▸ Problem set
1. List every component that the component ablation table in the affordance results extract switches on or off.
2. Write the next part of the affordance results extract, picking up after its final sentence.

Generalization on the perspective AGD20K dataset:

Method	Seen KLD↓	Seen SIM↑	Unseen KLD↓	Unseen SIM↑
OOAL	0.740	0.577	1.070	0.461
Ours	0.739	0.616	1.185	0.475

Ablation Study¶

Component ablation (Hard Split):

LoRA	DASM	OSDH	KLD↓	SIM↑	NSS↑
			1.475	0.416	4.196
✓			1.421	0.429	4.257
✓	✓		1.380	0.450	4.317
✓		✓	1.359	0.448	4.339
✓	✓	✓	1.306	0.474	4.398

Loss function ablation:

\(\mathcal{L}_{KL}\)	\(\mathcal{L}_{RTC}\)	\(\mathcal{L}_{BCE}\)	KLD↓	SIM↑	NSS↑
		✓	1.596	0.395	3.891
✓		✓	1.430	0.450	4.041
✓	✓	✓	1.306	0.474	4.398

Key Findings¶

PanoAffordanceNet reduces KLD by over 55%, improves SIM by more than 4×, and NSS by more than 3× on 360-AGD, demonstrating overwhelming superiority.

▸ Available data
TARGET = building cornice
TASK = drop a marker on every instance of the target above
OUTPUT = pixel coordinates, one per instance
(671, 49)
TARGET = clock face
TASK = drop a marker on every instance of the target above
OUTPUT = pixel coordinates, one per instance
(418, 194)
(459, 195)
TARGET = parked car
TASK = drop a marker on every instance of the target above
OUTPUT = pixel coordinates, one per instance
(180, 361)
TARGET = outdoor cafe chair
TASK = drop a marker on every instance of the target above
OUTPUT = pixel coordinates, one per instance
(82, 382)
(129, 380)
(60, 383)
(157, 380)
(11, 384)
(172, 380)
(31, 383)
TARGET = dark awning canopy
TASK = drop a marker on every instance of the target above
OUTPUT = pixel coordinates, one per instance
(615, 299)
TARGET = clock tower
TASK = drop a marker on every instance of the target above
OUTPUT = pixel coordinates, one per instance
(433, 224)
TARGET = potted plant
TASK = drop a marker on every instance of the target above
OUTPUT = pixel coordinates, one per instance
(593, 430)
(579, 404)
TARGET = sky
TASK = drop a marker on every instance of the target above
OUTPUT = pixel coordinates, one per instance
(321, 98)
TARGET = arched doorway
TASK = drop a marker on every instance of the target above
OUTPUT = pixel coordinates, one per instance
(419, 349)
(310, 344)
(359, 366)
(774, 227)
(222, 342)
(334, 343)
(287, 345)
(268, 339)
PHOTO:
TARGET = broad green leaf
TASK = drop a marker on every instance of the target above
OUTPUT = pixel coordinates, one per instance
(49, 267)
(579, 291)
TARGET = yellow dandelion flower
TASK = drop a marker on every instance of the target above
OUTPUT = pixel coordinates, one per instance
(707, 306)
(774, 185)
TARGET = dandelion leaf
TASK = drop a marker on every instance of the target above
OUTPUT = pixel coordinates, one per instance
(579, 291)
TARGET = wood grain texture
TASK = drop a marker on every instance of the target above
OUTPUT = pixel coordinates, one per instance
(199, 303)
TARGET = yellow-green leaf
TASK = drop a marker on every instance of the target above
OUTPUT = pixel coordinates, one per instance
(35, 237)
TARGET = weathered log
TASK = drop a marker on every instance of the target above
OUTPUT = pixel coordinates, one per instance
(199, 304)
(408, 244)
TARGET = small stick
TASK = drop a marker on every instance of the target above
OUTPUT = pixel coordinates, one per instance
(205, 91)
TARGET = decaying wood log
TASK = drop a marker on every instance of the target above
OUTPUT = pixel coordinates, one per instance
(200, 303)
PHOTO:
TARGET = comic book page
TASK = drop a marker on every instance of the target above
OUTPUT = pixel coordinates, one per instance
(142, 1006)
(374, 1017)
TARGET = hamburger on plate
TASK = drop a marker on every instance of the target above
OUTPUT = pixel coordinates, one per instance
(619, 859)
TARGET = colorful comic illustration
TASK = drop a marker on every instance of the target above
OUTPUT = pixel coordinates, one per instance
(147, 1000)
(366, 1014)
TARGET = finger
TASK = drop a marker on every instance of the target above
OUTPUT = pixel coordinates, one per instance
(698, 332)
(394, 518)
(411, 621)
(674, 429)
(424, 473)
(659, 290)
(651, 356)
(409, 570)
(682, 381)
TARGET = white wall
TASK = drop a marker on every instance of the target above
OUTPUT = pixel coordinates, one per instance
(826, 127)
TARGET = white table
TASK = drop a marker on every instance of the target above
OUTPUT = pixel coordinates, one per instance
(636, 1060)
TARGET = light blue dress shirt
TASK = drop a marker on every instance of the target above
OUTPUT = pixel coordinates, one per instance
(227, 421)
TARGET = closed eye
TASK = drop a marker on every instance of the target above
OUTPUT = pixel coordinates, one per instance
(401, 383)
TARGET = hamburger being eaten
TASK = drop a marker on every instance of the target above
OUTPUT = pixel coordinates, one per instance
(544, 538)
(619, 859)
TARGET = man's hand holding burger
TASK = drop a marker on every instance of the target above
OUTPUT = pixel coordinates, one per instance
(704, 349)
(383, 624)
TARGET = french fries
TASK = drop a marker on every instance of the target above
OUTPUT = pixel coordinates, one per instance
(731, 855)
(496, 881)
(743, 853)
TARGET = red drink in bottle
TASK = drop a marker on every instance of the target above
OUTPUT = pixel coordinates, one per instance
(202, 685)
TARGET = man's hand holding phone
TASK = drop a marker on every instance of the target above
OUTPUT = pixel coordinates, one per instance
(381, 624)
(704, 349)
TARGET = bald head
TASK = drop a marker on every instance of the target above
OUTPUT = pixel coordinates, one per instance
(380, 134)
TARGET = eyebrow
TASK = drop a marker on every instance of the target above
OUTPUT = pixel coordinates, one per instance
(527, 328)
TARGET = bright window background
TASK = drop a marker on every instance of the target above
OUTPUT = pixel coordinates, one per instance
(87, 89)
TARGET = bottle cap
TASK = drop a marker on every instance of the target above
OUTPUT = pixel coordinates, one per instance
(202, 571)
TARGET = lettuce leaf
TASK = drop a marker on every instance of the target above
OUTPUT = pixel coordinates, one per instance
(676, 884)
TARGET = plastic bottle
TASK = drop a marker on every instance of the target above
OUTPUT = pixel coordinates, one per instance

▸ Answers for the exercise
1. LoRA, DASM, OSDH

2.
The three modules contribute complementarily: DASM primarily reduces KLD (geometric correction), OSDH primarily improves SIM/NSS (region continuity), and LoRA provides foundational adaptation.
\(\mathcal{L}_{RTC}\) contributes most to semantically sensitive metrics (SIM/NSS), validating the critical role of region–text alignment in distinguishing multiple affordances.
KLD varies by only 0.006 across top-k values in the range 5–20, demonstrating that OSDH is highly robust to this hyperparameter.
LoRA rank=16 is optimal; higher ranks (e.g., 32) cause overfitting and degrade DINOv2's pre-trained semantics.
Competitive performance on the perspective AGD20K dataset confirms that the method does not rely on panorama-specific assumptions.

Highlights & Insights¶

Forward-looking new task definition: This work is the first to advance affordance research from an object-centric paradigm to a 360° scene-level setting, directly addressing the practical needs of service robots. The 360-AGD dataset fills a critical gap in panoramic affordance research.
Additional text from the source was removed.